» **TASK REQUIREMENTS**: Copy out the data below, swapping every "Provide" for "Return" and leaving everything else unchanged, but omit the pictures.

── GIVEN RECORDS ──

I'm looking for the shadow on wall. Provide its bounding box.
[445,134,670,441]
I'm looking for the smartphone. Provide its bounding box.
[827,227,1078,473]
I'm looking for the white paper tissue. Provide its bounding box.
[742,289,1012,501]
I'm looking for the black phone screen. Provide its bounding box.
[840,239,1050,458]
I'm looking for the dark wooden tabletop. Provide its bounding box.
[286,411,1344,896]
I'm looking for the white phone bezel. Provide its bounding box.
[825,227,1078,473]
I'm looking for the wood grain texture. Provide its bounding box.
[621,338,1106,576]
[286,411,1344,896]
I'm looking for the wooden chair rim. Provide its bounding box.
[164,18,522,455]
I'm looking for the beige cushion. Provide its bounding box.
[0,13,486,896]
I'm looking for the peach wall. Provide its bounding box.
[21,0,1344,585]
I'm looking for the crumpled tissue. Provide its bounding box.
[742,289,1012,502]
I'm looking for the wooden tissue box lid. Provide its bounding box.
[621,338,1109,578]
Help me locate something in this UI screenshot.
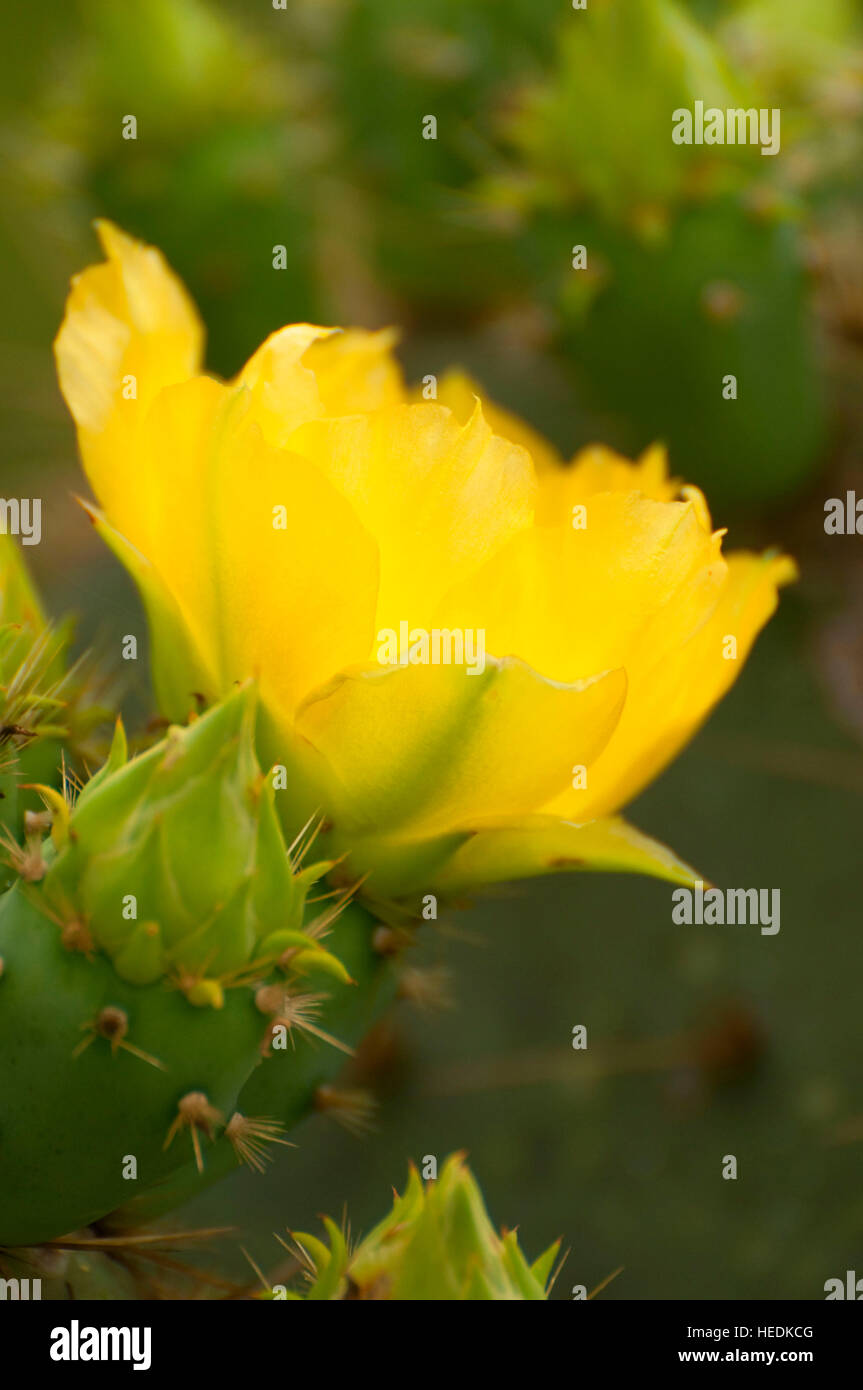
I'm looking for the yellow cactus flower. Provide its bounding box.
[56,222,794,895]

───

» **WORKED ANSWER**:
I'm looking for the shadow on wall. Return its bounding box.
[445,134,670,441]
I'm looking for the smartphone. Return its bounding box.
[827,227,1078,473]
I'm looking for the white paper tissue. Return its bounding box.
[742,289,1012,501]
I'm looking for the black phone screen. Return its bounding box.
[840,239,1050,458]
I'm looking for the dark wooden tabletop. Return its bounding box.
[286,411,1344,896]
I'm looking for the white phone bezel. Return its bounding box.
[825,227,1078,473]
I'm looking for the wood grain texture. Return its bounding box.
[621,338,1106,576]
[286,411,1344,896]
I'm looking for the wooden chair rim. Return its bounding box.
[164,18,522,455]
I'm looking for the beige cushion. Return its bounding box.
[0,13,486,896]
I'm looking for the peach wall. Return its bounding box.
[21,0,1344,585]
I'm looking for the crumpled tissue. Return its bounding box.
[742,289,1012,502]
I'm looking for the wooden tissue box lid. Return its bounding box.
[621,338,1109,578]
Help me locate something in this UI screenshot.
I'm looking for the yellow cactus flower. Return its bounding box.
[56,222,794,895]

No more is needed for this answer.